* _Given data_:
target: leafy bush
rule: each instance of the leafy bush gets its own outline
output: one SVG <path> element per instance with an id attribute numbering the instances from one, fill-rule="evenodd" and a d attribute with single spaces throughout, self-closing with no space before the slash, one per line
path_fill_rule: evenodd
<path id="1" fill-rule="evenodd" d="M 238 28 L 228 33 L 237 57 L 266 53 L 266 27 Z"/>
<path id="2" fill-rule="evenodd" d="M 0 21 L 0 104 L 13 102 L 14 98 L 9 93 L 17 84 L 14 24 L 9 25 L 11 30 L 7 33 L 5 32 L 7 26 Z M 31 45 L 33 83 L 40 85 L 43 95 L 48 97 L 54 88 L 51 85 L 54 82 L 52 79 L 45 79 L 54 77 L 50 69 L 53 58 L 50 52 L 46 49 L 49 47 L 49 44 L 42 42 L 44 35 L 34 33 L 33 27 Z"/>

* _Set problem_: Switch "leafy bush" to "hedge" throughout the listing and write the listing out again with nothing else changed.

* _Answer below_:
target: hedge
rule: each instance of the hedge gets its own outline
output: one SVG <path> element per instance with an id attribute numbering the instances from one, fill-rule="evenodd" and a d attribute with single spaces throughout, self-closing with no space before the slash, one per line
path_fill_rule: evenodd
<path id="1" fill-rule="evenodd" d="M 238 28 L 228 33 L 237 57 L 266 53 L 266 27 Z"/>
<path id="2" fill-rule="evenodd" d="M 0 21 L 0 104 L 13 102 L 14 98 L 9 93 L 17 84 L 14 24 L 9 25 L 11 30 L 7 33 L 5 32 L 7 26 Z M 31 45 L 33 83 L 40 85 L 43 95 L 48 97 L 54 88 L 51 85 L 54 82 L 52 79 L 45 79 L 54 77 L 50 69 L 53 58 L 50 52 L 46 49 L 49 47 L 49 44 L 42 42 L 44 35 L 34 33 L 33 27 Z"/>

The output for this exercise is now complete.